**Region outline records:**
####

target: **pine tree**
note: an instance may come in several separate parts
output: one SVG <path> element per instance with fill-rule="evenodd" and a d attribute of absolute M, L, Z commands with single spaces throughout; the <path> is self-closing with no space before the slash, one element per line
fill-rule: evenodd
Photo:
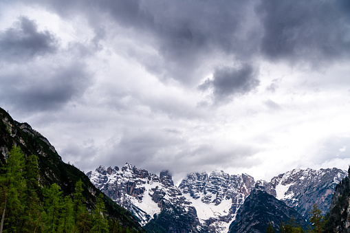
<path fill-rule="evenodd" d="M 41 204 L 38 193 L 41 188 L 39 186 L 38 157 L 31 155 L 27 157 L 25 166 L 24 176 L 26 181 L 23 200 L 25 201 L 25 225 L 23 227 L 30 232 L 37 228 L 39 221 L 41 219 L 43 206 Z"/>
<path fill-rule="evenodd" d="M 23 197 L 25 188 L 23 177 L 24 155 L 20 147 L 13 146 L 8 153 L 0 177 L 2 209 L 1 226 L 10 232 L 21 232 L 25 225 L 25 207 Z M 3 229 L 0 229 L 2 232 Z"/>
<path fill-rule="evenodd" d="M 56 232 L 60 222 L 62 192 L 56 184 L 44 189 L 44 208 L 45 232 Z"/>
<path fill-rule="evenodd" d="M 66 196 L 62 208 L 61 218 L 58 232 L 63 233 L 71 232 L 74 225 L 74 204 L 69 196 Z"/>
<path fill-rule="evenodd" d="M 83 181 L 80 179 L 76 184 L 76 190 L 73 195 L 75 223 L 74 230 L 79 232 L 89 232 L 91 228 L 91 221 L 84 204 L 85 200 L 83 195 Z"/>
<path fill-rule="evenodd" d="M 274 228 L 272 227 L 270 222 L 269 222 L 269 224 L 267 225 L 266 233 L 274 233 Z"/>
<path fill-rule="evenodd" d="M 318 209 L 316 204 L 314 205 L 314 208 L 309 212 L 311 215 L 309 221 L 313 226 L 312 232 L 320 233 L 323 229 L 323 216 L 321 214 L 322 212 Z"/>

####

**AIM:** Rewrite the part of the records that runs from their start through the line containing "23 197 L 25", requests included. Scale every coordinate in the answers by 2.5, round to whole numbers with halves going up, and leave the pictures out.

**RESULT:**
target: **pine tree**
note: an instance may come in several separate parts
output: one SVG <path> element per instance with fill-rule="evenodd" and a d attribute of absolute M, L, Z commands with single spaces throughout; the <path> is self-closing with no space before the slash, one element per line
fill-rule: evenodd
Photo:
<path fill-rule="evenodd" d="M 103 510 L 95 483 L 103 470 L 98 465 L 95 393 L 78 388 L 68 393 L 63 415 L 60 440 L 65 453 L 58 500 L 63 503 L 63 563 L 58 568 L 75 580 L 93 570 L 98 553 L 103 548 L 108 515 Z"/>
<path fill-rule="evenodd" d="M 58 493 L 63 470 L 58 443 L 60 388 L 50 368 L 33 365 L 20 383 L 0 443 L 5 523 L 3 565 L 25 580 L 53 580 L 63 563 L 63 518 Z M 8 573 L 0 573 L 5 580 Z"/>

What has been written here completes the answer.